Short problem = In the records below, starting at the line that contains "like x=810, y=87." and ending at the last line of the records, replace "single pin" with "single marker" and give those lines again with everything else unchanged.

[Dataset records]
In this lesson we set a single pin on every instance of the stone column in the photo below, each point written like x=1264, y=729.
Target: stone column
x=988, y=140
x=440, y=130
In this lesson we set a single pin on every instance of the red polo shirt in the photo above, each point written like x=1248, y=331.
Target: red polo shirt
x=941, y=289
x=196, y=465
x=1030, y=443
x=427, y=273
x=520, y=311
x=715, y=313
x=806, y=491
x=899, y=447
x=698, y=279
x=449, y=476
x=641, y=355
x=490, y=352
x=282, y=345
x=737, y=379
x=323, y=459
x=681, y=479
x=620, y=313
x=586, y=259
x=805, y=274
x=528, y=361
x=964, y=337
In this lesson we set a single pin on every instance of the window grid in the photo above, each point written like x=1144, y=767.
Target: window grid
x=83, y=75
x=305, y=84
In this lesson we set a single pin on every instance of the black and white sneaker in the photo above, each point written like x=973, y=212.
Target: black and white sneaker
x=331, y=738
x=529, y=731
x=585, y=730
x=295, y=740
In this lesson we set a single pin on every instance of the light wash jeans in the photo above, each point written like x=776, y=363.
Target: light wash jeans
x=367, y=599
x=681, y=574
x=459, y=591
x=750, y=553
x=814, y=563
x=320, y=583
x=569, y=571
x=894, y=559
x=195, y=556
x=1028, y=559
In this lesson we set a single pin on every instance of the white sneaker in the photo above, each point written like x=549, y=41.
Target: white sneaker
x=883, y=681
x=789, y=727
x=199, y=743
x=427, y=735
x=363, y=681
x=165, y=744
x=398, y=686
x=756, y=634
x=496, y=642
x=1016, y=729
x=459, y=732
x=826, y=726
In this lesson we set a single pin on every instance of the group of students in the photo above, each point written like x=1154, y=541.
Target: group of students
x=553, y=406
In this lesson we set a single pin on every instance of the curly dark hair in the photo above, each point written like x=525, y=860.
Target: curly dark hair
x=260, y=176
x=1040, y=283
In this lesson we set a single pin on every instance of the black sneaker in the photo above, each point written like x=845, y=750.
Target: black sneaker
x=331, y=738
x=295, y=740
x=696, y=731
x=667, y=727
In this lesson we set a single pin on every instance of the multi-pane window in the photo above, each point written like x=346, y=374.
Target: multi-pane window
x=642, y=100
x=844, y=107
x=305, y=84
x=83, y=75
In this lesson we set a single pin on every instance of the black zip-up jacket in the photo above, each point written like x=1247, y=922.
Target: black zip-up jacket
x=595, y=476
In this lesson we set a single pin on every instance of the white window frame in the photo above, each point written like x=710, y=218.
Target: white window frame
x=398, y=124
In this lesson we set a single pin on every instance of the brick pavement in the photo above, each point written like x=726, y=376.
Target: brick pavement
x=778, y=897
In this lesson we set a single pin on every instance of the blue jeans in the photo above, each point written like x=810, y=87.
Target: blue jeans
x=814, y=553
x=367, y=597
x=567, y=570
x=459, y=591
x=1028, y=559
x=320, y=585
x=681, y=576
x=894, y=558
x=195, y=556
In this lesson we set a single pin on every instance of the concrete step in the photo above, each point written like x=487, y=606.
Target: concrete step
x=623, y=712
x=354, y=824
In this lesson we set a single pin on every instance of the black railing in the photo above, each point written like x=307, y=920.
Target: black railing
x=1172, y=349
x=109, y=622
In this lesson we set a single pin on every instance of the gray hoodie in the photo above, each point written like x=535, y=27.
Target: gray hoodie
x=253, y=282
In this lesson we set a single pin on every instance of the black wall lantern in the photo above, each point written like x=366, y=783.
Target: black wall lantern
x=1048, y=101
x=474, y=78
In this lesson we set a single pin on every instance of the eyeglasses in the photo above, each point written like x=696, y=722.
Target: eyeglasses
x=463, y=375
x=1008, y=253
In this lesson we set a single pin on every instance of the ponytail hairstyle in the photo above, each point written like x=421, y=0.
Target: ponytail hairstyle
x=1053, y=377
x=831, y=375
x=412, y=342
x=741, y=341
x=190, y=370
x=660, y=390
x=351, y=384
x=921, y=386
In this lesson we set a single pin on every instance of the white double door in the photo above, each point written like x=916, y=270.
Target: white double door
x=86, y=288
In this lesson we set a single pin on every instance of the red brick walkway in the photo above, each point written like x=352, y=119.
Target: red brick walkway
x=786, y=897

Answer in full =
In this lesson we set a single marker on every instance of the blue jeans in the photo above, each point written like x=810, y=87.
Target: blue jeans
x=814, y=553
x=367, y=597
x=567, y=570
x=459, y=591
x=1028, y=559
x=320, y=585
x=681, y=576
x=894, y=558
x=195, y=556
In this lesson we set a single marker on every instance of the concrete step in the photo above, each point written like x=487, y=606.
Target: concrete step
x=623, y=712
x=354, y=824
In this lesson we set a single marker on every instance of the black railing in the photo above, each point written like x=307, y=920.
Target: black railing
x=1172, y=349
x=109, y=622
In this lesson we set a single marker on every instance of the gray hoodie in the photo above, each point written like x=535, y=27.
Target: gray hoodie
x=253, y=282
In this lesson we set a single marker on every instance of the black wall lantern in the photo above, each point written like x=366, y=783.
Target: black wall lantern
x=1048, y=101
x=474, y=78
In this lesson we set a single marker on every instance of the eyeglasses in the photo above, each point written like x=696, y=722.
Target: eyeglasses
x=463, y=375
x=1008, y=253
In this lesson we set a single marker on every instance of the ponytail hairstyle in the photo above, each point written like x=421, y=0.
Target: ponytail hairstyle
x=1053, y=377
x=831, y=375
x=412, y=342
x=741, y=341
x=190, y=370
x=660, y=390
x=351, y=384
x=921, y=386
In this lesson we set a single marker on every instance of the white double door in the photo above, each point written like x=916, y=270.
Target: white double door
x=86, y=288
In this lesson we set a single marker on every instance of the red brick walkway in the photo above, each point written like x=352, y=119.
Target: red brick walkway
x=786, y=897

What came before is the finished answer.